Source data
--
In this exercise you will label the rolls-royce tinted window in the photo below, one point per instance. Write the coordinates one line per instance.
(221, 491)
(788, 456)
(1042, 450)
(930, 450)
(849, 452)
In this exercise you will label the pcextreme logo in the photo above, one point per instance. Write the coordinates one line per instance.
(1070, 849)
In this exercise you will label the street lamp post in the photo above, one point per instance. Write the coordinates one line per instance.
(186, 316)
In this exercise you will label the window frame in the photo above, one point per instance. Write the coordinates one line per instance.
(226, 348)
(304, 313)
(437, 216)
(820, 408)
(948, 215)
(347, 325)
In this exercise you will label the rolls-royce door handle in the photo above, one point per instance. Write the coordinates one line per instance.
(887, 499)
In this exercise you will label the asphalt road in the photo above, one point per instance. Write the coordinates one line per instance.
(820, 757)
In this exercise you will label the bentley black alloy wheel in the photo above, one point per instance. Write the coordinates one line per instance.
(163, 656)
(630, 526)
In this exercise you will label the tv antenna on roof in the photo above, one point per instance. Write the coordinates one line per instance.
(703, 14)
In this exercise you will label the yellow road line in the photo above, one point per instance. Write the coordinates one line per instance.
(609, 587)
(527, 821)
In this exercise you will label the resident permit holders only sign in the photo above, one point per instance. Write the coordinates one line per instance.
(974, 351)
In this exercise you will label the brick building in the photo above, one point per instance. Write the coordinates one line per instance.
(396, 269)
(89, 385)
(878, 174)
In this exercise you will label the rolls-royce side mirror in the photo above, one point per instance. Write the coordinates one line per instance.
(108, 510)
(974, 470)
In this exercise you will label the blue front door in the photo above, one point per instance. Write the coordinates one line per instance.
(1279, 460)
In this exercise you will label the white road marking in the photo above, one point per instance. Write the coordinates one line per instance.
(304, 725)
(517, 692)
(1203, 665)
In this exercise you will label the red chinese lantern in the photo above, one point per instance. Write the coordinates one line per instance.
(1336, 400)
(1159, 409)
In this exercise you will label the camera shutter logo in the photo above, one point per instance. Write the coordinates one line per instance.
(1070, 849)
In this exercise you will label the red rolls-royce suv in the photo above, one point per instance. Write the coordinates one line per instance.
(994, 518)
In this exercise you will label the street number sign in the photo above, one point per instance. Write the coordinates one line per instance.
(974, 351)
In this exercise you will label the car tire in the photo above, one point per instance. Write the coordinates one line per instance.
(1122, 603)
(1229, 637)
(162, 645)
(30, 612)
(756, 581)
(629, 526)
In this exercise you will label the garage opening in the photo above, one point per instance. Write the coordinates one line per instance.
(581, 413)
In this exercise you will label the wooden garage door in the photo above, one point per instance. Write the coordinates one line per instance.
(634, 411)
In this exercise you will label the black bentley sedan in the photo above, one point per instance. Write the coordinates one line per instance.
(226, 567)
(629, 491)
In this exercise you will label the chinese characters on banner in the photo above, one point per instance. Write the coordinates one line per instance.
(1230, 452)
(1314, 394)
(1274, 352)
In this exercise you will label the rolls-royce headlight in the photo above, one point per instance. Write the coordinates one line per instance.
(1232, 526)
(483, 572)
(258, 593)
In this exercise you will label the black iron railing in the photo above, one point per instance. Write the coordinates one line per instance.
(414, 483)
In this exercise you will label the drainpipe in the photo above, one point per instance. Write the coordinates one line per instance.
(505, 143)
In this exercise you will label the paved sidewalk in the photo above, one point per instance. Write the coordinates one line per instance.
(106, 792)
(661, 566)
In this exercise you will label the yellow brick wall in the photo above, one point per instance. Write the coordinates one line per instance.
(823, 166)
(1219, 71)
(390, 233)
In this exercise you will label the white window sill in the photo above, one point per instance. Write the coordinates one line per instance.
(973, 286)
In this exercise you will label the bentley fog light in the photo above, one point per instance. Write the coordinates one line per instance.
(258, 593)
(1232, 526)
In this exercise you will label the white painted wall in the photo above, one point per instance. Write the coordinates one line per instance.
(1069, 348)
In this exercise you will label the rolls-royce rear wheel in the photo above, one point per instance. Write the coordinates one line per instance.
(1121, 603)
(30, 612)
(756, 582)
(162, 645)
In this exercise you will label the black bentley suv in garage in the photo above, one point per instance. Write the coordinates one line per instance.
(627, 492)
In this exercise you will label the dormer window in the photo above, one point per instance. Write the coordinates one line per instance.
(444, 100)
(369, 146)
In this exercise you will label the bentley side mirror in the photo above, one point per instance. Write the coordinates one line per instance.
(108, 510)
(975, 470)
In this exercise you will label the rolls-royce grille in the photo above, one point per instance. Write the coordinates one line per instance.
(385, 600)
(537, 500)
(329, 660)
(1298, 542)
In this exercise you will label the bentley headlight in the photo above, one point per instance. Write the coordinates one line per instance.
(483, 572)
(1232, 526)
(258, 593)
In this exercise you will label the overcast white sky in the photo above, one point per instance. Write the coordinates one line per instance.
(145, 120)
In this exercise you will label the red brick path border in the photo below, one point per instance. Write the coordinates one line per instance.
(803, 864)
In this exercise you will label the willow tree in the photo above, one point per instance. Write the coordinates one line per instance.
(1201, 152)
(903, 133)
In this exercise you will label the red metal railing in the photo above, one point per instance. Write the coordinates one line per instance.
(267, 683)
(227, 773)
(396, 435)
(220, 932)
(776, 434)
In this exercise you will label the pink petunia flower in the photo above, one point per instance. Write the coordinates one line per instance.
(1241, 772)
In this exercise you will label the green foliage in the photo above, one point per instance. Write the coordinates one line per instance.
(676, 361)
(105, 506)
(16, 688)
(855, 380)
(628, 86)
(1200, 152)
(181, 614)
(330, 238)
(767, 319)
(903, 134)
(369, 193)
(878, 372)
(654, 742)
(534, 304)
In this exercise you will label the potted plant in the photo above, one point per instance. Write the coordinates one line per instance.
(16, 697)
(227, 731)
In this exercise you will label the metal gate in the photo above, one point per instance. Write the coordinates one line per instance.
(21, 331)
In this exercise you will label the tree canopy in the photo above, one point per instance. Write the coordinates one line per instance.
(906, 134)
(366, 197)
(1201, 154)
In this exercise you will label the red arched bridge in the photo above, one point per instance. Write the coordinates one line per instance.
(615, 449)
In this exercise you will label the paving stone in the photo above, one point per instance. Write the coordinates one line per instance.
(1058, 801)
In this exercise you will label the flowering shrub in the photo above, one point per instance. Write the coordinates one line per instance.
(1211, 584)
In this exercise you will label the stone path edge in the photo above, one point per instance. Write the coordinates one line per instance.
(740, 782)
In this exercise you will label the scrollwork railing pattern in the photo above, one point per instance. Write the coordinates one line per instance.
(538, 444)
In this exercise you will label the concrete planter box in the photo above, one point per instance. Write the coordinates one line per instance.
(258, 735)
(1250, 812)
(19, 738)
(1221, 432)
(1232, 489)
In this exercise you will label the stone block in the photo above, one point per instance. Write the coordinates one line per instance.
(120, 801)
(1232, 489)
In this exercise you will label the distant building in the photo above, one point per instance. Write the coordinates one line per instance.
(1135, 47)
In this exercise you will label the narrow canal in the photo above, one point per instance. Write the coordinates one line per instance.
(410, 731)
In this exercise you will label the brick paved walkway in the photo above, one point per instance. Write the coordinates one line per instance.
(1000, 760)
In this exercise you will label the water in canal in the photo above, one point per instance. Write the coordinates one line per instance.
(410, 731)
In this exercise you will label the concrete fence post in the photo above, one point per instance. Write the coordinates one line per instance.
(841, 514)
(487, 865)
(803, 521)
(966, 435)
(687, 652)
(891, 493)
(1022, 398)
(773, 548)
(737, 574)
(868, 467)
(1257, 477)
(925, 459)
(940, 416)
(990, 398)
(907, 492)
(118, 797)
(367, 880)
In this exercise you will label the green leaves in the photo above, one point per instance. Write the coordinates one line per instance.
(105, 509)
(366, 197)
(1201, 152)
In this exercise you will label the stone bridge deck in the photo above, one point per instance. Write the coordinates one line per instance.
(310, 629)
--
▶ Given task
Repeat the lines of the items above verbatim, from the line containing "In this exercise you will label the overcast" through the line containing "(1058, 801)", inclusive.

▶ Solution for this exercise
In this exercise you will label the overcast white sky in the photo above, one point per instance. Write the coordinates one line per instance.
(145, 120)
In this exercise you will label the red brick path border in the photo below, one point per instance. Write the coordinates one line per instance.
(803, 864)
In this exercise you will label the willow tree in the photo above, one point per instance. Write the coordinates one line per instance.
(1201, 152)
(903, 133)
In this exercise you will label the red metal railing in the photo above, one point per instance. Write the coordinates one line per instance.
(267, 683)
(227, 773)
(396, 435)
(220, 932)
(776, 434)
In this exercise you will label the pink petunia flower in the photo above, one point per instance. Write the coordinates one line per instance.
(1241, 772)
In this exercise you will label the green foliage in the photo above, one point per instance. Write the coordinates one line per instance.
(676, 361)
(105, 506)
(16, 688)
(855, 380)
(628, 86)
(1200, 152)
(181, 614)
(330, 238)
(767, 319)
(903, 134)
(369, 193)
(878, 372)
(654, 742)
(534, 304)
In this exercise you will label the potted plant in the photo above, one point per instance. Write the coordinates one line per instance.
(16, 697)
(227, 731)
In this exercise you will label the metal gate in the photo above, one point per instance. Write the coordinates one line per instance.
(21, 331)
In this exercise you will label the tree canopy in the photo above, one point per instance. Write the coordinates one line per instance.
(906, 134)
(366, 197)
(1201, 154)
In this exercise you will label the red arched bridge in the photo above, one point per instance. Write the coordinates one line per instance.
(615, 449)
In this exercise you will label the paving stone in the photo above, one point per instance. Write the coordinates one line per instance.
(1058, 801)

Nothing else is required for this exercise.